**PROMPT**
Write out, exactly as they appear, only the lines running from the line with "compact like (762,258)." to the final line of the listing; include both.

**STORED ROWS**

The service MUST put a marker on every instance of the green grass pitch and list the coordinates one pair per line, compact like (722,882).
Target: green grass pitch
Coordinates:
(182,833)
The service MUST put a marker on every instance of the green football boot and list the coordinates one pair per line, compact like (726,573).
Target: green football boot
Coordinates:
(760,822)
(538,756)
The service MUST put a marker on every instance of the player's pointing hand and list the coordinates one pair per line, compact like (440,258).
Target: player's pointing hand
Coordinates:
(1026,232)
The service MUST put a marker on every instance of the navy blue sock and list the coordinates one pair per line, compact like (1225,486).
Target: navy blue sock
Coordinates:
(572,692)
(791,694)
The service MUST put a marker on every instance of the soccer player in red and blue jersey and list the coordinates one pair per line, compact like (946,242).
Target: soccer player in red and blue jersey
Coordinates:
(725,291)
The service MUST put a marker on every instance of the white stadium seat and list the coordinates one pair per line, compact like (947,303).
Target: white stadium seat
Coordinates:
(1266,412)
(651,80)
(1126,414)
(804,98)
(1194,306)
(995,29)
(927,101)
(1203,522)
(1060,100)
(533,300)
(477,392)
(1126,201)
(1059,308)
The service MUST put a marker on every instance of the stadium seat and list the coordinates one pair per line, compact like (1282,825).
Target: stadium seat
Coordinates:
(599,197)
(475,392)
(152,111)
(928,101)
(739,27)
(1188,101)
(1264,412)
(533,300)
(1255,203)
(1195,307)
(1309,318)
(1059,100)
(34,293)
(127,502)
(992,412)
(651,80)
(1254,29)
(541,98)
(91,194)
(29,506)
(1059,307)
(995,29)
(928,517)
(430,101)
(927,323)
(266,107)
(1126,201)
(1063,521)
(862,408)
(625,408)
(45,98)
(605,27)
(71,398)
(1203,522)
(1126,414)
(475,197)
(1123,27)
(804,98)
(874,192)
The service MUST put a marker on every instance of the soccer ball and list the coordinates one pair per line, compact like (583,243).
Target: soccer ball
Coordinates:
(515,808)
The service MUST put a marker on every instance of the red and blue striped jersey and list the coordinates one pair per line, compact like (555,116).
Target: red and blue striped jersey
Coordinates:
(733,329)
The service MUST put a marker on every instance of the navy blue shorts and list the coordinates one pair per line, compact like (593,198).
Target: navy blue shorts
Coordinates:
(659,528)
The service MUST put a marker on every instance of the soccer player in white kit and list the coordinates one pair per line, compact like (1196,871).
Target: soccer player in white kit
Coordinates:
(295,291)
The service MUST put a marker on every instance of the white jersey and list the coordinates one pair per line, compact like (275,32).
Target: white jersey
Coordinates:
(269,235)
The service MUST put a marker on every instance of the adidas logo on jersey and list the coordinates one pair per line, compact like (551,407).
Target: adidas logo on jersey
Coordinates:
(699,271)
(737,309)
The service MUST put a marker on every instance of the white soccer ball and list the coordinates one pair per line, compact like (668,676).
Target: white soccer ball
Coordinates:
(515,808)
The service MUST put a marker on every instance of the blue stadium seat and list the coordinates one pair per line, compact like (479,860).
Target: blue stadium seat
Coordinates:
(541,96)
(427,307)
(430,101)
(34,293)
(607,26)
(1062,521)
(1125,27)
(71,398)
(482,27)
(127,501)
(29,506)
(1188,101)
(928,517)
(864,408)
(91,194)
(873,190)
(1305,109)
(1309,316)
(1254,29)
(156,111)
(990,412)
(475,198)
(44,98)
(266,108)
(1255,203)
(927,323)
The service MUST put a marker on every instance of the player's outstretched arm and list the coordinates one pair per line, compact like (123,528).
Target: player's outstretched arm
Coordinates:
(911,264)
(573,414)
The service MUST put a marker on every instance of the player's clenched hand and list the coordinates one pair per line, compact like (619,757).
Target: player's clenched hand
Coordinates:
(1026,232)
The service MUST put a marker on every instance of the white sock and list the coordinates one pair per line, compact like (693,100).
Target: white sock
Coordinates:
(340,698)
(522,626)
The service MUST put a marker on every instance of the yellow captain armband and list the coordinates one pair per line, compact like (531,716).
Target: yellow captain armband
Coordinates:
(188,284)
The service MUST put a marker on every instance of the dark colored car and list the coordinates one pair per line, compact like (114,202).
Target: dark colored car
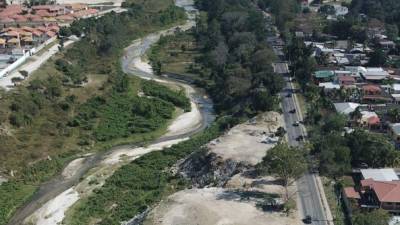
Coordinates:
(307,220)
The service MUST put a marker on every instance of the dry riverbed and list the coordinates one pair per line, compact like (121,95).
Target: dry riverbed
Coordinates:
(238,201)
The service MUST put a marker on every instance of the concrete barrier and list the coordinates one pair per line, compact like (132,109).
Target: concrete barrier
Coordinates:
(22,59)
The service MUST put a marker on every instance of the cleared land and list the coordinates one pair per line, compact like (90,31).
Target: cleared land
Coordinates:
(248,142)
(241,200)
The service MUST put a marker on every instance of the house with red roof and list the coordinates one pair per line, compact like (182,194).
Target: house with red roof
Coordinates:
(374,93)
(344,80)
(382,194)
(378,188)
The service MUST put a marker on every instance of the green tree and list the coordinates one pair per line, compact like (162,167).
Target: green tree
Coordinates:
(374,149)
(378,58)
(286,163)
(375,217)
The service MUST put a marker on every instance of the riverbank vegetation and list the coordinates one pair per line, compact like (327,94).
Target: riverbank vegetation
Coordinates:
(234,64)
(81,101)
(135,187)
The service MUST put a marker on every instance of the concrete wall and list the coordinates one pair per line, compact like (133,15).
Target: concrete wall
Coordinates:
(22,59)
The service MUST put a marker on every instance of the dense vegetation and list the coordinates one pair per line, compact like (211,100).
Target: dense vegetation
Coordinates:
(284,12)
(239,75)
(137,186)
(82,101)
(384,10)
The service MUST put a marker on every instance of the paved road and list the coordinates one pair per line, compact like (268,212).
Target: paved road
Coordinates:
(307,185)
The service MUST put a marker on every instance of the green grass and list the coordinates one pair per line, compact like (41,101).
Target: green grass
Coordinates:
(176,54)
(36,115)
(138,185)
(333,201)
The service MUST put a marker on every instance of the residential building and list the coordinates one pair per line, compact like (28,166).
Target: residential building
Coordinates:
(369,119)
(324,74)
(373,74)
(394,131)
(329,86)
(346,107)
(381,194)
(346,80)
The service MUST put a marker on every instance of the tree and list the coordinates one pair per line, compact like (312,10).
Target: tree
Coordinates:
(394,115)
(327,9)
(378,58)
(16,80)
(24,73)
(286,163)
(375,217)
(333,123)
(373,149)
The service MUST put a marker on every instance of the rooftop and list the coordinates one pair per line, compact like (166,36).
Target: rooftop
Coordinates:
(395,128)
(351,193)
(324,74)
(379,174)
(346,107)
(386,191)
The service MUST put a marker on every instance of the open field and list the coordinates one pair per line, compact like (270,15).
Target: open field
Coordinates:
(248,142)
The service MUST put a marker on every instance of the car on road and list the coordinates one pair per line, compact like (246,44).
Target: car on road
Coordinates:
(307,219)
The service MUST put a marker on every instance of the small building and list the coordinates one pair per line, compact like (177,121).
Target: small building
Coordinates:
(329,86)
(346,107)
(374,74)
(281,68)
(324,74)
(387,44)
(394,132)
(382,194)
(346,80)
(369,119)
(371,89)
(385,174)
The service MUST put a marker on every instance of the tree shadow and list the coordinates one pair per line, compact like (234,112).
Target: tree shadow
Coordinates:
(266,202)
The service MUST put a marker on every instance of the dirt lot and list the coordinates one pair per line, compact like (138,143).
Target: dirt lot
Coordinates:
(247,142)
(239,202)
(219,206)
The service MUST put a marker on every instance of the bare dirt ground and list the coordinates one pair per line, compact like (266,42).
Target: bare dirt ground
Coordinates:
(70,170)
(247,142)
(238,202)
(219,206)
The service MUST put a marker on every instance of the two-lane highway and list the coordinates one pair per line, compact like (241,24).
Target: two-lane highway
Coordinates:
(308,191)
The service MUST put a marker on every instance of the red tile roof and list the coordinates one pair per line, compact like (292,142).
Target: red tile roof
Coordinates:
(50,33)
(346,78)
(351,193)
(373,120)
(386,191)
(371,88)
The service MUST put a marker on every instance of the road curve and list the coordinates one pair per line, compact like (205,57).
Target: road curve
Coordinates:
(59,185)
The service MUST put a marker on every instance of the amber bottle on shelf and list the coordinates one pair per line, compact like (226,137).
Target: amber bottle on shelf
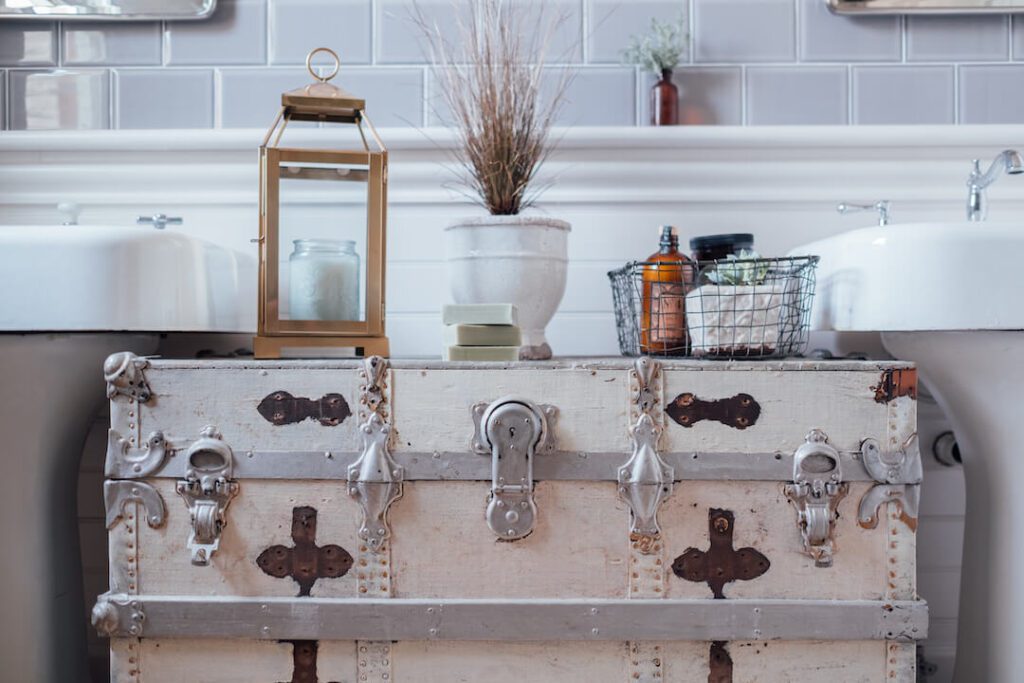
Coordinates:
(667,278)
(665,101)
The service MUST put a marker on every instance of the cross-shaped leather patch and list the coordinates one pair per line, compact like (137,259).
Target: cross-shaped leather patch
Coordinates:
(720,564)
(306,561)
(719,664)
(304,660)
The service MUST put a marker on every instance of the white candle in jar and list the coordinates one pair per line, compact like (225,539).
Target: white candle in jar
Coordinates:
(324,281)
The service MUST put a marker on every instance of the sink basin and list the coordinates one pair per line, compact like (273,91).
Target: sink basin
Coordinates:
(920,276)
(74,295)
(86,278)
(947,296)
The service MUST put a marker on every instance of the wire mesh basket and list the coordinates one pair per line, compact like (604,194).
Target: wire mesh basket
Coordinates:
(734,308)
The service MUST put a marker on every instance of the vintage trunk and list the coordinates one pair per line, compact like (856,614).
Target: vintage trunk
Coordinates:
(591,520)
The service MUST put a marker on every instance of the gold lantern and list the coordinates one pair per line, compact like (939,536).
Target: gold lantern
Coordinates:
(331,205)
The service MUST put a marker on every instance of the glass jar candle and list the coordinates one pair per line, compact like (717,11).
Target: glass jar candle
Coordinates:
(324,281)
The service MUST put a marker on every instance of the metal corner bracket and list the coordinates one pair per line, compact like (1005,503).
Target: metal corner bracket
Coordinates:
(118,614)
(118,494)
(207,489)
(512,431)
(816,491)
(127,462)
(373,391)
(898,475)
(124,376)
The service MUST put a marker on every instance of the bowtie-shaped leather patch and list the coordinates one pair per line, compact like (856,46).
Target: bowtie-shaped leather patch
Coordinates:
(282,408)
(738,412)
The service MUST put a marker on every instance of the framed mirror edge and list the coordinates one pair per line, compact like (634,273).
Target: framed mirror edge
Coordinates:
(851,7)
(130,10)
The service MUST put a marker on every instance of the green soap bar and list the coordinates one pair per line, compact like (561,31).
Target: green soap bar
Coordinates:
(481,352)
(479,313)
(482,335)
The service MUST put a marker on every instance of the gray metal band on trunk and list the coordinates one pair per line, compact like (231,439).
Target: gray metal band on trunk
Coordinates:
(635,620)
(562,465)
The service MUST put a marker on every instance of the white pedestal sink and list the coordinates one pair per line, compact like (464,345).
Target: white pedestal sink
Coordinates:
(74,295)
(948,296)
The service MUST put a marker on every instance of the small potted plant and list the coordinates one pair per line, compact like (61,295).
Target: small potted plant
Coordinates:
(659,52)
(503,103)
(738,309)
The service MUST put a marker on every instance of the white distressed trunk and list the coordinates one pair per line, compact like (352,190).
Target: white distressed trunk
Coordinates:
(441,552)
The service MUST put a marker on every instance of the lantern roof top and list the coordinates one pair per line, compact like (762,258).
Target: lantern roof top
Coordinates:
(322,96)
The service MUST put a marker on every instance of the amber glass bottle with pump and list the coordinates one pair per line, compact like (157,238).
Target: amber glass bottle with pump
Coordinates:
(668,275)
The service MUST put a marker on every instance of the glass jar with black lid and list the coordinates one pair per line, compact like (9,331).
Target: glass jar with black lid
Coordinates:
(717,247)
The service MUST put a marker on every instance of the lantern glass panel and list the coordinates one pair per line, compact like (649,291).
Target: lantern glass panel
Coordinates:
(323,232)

**SOLUTION BELOW**
The service MUST put a marker on every instance of the lantern roof top and list the coordinates one pair per line, compact like (762,258).
Target: lantern roof top
Coordinates:
(322,96)
The service MUST put a marker on every instance of the amber glass bottle with pump and list the coordinates one pair per line, compact like (157,238).
Target: amber glass bottle with pump
Coordinates:
(668,275)
The service MUST put a marker on every instance of the glass jar with black lid and list the coordinates one pair per line, compact like (9,331).
Target: glass jar with black lid
Coordinates:
(717,247)
The service MUST put a marker on every instance of the lantern glass panel and list the coordinates one pair per line, compact like (649,291).
Target: lantern glass panel
Coordinates:
(323,232)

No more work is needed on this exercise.